● EXTRAIT RETENU:
☆ ☆ ☆ ☆

Conformément à sa jurisprudence constante, selon laquelle la QPC doit être considérée comme portant sur les dispositions applicables au litige à l’occasion duquel elle a été posée, le Conseil a jugé, en l’espèce, qu’il était saisi du premier alinéa de l’article 702–1 du CPP dans sa rédaction résultant de la loi n° 2009–1436 du 24 novembre 2009 pénitentiaire et du quatrième alinéa de l’article 703 du même code dans sa rédaction résultant de la loi n° 93–2 du 4 janvier 1993 portant réforme de la procédure pénale (paragr. 1).

 

Le requérant reprochait à ces dispositions de ne permettre à une personne d’interjeter appel de la décision statuant sur sa demande de relèvement que lorsque cette mesure avait été prononcée par une juridiction correctionnelle de première instance ou, en cas de pluralité de condamnations, lorsque cette juridiction s’était prononcée en dernier. En revanche, lorsque la peine dont elle demandait le relèvement avait été prononcée par une juridiction correctionnelle d’appel ou une cour d’assises ou lorsque, en cas de pluralité de condamnations, l’une de ces juridictions avait statué en dernier, la personne était privée de la faculté d’interjeter appel de la décision. Il en résultait, selon lui, une distinction injustifiée contraire au principe d’égalité devant la justice ainsi qu’une méconnaissance de la garantie des droits.

☆ ☆ ☆ ☆

● DONNÉES DU CORPUS:
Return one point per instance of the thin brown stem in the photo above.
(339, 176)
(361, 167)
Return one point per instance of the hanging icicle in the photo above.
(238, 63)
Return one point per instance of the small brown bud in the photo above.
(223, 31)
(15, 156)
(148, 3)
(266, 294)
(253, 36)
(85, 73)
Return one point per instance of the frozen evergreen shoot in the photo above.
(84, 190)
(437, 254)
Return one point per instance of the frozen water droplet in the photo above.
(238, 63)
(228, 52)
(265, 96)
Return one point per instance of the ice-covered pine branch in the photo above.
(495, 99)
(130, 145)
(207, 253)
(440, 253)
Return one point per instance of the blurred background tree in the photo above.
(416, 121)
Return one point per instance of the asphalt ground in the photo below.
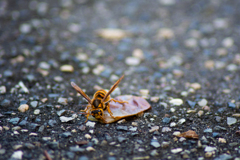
(182, 56)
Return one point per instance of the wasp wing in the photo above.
(79, 90)
(113, 88)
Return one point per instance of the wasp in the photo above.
(100, 101)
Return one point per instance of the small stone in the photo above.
(138, 53)
(210, 149)
(155, 144)
(176, 101)
(87, 136)
(231, 121)
(58, 79)
(76, 149)
(184, 93)
(191, 103)
(5, 103)
(83, 158)
(208, 154)
(66, 119)
(166, 129)
(122, 128)
(98, 70)
(181, 121)
(90, 124)
(44, 65)
(36, 111)
(25, 28)
(173, 124)
(209, 64)
(166, 120)
(90, 149)
(85, 70)
(52, 123)
(44, 100)
(220, 23)
(134, 129)
(8, 73)
(33, 134)
(178, 73)
(132, 61)
(219, 128)
(54, 145)
(165, 33)
(46, 138)
(200, 113)
(63, 101)
(225, 157)
(5, 127)
(218, 119)
(17, 155)
(191, 43)
(122, 121)
(233, 144)
(23, 108)
(34, 104)
(3, 90)
(134, 124)
(74, 27)
(181, 139)
(29, 145)
(2, 151)
(167, 2)
(121, 139)
(154, 99)
(236, 115)
(61, 112)
(176, 133)
(195, 86)
(154, 128)
(231, 105)
(177, 150)
(222, 140)
(232, 67)
(165, 144)
(112, 34)
(202, 102)
(154, 153)
(16, 128)
(66, 134)
(228, 42)
(67, 68)
(208, 130)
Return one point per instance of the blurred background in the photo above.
(163, 45)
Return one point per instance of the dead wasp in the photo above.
(100, 101)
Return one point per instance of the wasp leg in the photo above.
(109, 111)
(119, 101)
(85, 109)
(87, 117)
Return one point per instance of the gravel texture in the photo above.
(182, 56)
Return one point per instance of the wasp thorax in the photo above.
(96, 103)
(97, 112)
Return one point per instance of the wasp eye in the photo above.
(96, 103)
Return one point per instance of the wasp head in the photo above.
(97, 113)
(96, 103)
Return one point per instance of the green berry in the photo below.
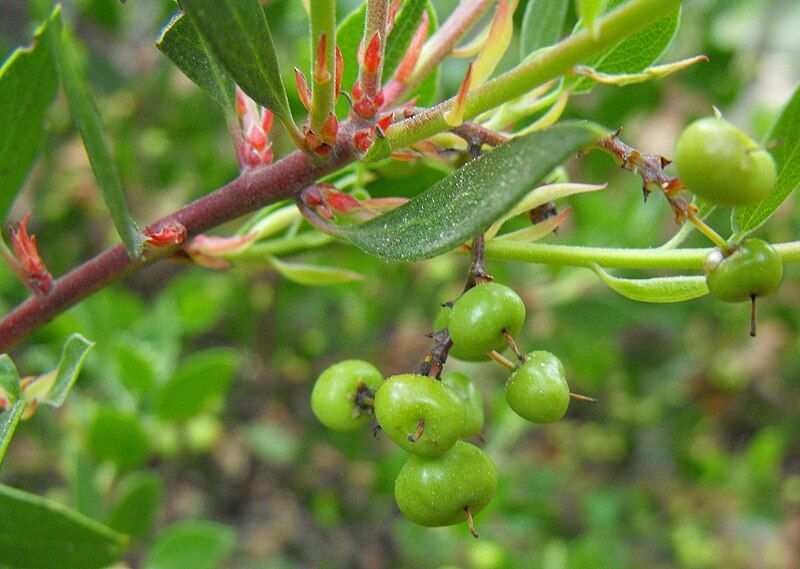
(419, 413)
(472, 398)
(437, 491)
(442, 321)
(481, 315)
(753, 269)
(333, 399)
(719, 163)
(537, 391)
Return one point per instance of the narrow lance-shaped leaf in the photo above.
(313, 275)
(635, 53)
(180, 41)
(472, 198)
(73, 355)
(38, 533)
(785, 133)
(28, 83)
(655, 290)
(8, 424)
(237, 33)
(542, 24)
(89, 123)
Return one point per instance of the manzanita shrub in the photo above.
(370, 97)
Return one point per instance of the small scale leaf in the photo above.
(89, 123)
(28, 83)
(9, 378)
(785, 132)
(656, 290)
(542, 25)
(191, 545)
(199, 380)
(41, 534)
(313, 275)
(8, 424)
(237, 33)
(135, 510)
(180, 41)
(468, 201)
(73, 355)
(633, 54)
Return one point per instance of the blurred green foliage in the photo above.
(195, 401)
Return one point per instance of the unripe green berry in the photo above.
(333, 399)
(419, 413)
(720, 164)
(753, 269)
(436, 491)
(482, 314)
(537, 391)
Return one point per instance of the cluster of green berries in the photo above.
(446, 480)
(722, 165)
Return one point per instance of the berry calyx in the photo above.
(337, 399)
(446, 489)
(472, 398)
(482, 315)
(538, 390)
(720, 164)
(420, 413)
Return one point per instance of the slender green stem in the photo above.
(323, 24)
(628, 19)
(619, 258)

☆ ☆ ☆ ☆

● TRAVAIL DEMANDÉ:
a) Répondez à ces questions d'après l'extrait ci-dessus :
(i) Quelle loi a fixé la rédaction du premier alinéa de l'article 702–1 du CPP dont le Conseil s'est jugé saisi ?
(ii) De quelle loi résulte la rédaction du quatrième alinéa de l'article 703 retenue par le Conseil ?
(iii) Selon le requérant, quel principe la distinction méconnaissait-elle, en plus de la garantie des droits ?
b) Recopiez le passage de l'extrait qui va de « Le requérant reprochait » jusqu'à « garantie des droits. ».

● RÉPONSES FINALES:
a)
(i) La loi n° 2009–1436 du 24 novembre 2009 pénitentiaire.
(ii) La loi n° 93–2 du 4 janvier 1993 portant réforme de la procédure pénale.
(iii) Le principe d'égalité devant la justice.

b)
Le requérant reprochait à ces dispositions de ne permettre à une personne d’interjeter appel de la décision statuant sur sa demande de relèvement que lorsque cette mesure avait été prononcée par une juridiction correctionnelle de première instance ou, en cas de pluralité de condamnations, lorsque cette juridiction s’était prononcée en dernier. En revanche, lorsque la peine dont elle demandait le relèvement avait été prononcée par une juridiction correctionnelle d’appel ou une cour d’assises ou lorsque, en cas de pluralité de condamnations, l’une de ces juridictions avait statué en dernier, la personne était privée de la faculté d’interjeter appel de la décision. Il en résultait, selon lui, une distinction injustifiée contraire au principe d’égalité devant la justice ainsi qu’une méconnaissance de la garantie des droits.